## Tarefa
Escreva a continuação do trecho sobre a leitura psicométrica da amostra de carvão, começando logo após a última frase apresentada.

ENIGMAS DA PSICOMETRIA
ERNESTO BOZZANO
HISTERIA DA AMOSTRA N° 5
Colocando a mão sobre a amostra embrulhada em papel grosso e constituída de uma substancia dura e resistente, percebo imediatamente dois ou trás homens a examinarem uma parede negra.
Um desses homens tem à mão uma lanterna; outra pesquisa, insistente, aqui e ali, mostrando-se muito prudente antes de dar a sua opinião.
(Eis uma descrição fiel dos inspetores de minas, que descem pela manhã aos poços, munidos da lâmpada de segurança, a fim de verificarem se tudo está em ordem, antes da chegada dos trabalhadores. - S. Jones.)
Pressinto que neste embrulho está um pedaço de carvão, nada xistoso. É uma bela qualidade de hulha. (Perfeitamente: hulha Heathen. - S. Jones.)
Foi arrancado de grande profundidade.
(Efetivamente: da camada mais profunda da mina. - S. Jones.)
Os homens que trabalharam nessa espécie de túnel estão muito abaixo de um ponto de onde me chegam ruídos de rodas e vagões em movimento.
(A superfície do solo, uma via férrea de bitola estreita passa muito perto do local em que foi extraída essa pedra. O túnel escuro é um dos ramais da mina. - S. Jones)
Vejo grupos de homens em atividade para abrir passagem através de um negro paredão. Uns de pé, outros agachados; todos, porém, em posições forçadas e contrafeitas.
(Os mineiros trabalham realmente em grupos isolados. Quanto ao mais, é observação exata do penoso trabalho de mineração.)

## Material fornecido
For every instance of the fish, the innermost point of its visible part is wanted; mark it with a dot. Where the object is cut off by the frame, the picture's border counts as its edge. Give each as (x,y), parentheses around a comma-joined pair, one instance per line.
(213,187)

## Resposta
Agora, meu olhar se fixa num homem que trabalha sozinho, em uma galeria tão baixa e tão estreita que a força a deitar-se. Ao contemplá-lo, assalta-me um como sentimento de tristeza e ansiedade; sou levada a orar e a desejar que se não verifique um desmoronamento capaz de o esmagar...
(Não. Há muito tempo que nesse ponto não ocorrem desastres. - S. Jones)
Coisa singular! Os pensamentos desse homem não se prendem à sua tarefa. Ele está pensando na esposa e no filho de tenra idade. Percebo, agora, um cemitério de aldeia, no qual repousam criaturas de condição humilde, em grande escala, e leio as inscrições ingênuas apostas em suas respectivas campas.
(Não há cemitério nem igreja nos arredores. O cemitério mais próximo está a distancia de uma milha. - S. Jones.)
Tenho diante de mim uma parede negra, impenetrável e inexplorada; percebo água a pequena distancia... Experimento vibrações tão fortes, tão vivas, que sou forçada a passar adiante. Agora, é como se o caminho se abrisse à minha frente, a levar-me para a direita. Estou perturbada: é preciso vedar ou desviar esta fonte, sob pena de ver os operários afogados quais ratos em suas luras.
(Exatíssimo! Pura verdade! Há grande quantidade de água nas minas, precisamente na direção apontada. Essa água é tanta que, numa galeria perfurada, à direita, houve de abandonar-se o trabalho antes de atingir o filão carbonífero, porque a pressão da água impossibilitava os trabalhos de aproximação. Presentemente o perigo está quase conjurado e os operários presumem que a fonte estaria seca, se não houvesse sempre água no subsolo. - S. Jones)
Impossível se me torna, agora, traduzir nitidamente as impressões que experimento, triste e contraditório! Sinto-me ansiosa e preocupada com uma região inexplorada destes antros escuros e cavernosos. Estou como que empolgada pela idéia de um perigo iminente e indefinível, dói-me a cabeça, sufoco, tenho sensações vertiginosas. É como se houvesse um perigo a temer nos veios dágua. A dispnéia aumenta, os pulmões como que se colam às costas; nariz, olhos, ouvidos, boca, saturam-se de uma espécie de gás pesado e impuro. Estala-me o crânio...
(Excelente descrição dos efeitos da saturação úmida, de começo muito acentuada nesta mina. - S. Jones)
Oh! que visão horrível! Vejo o homem, há pouco descrito, estertorante no chão, lívido, a sangrar pela boca, pelo nariz, pelos ouvidos!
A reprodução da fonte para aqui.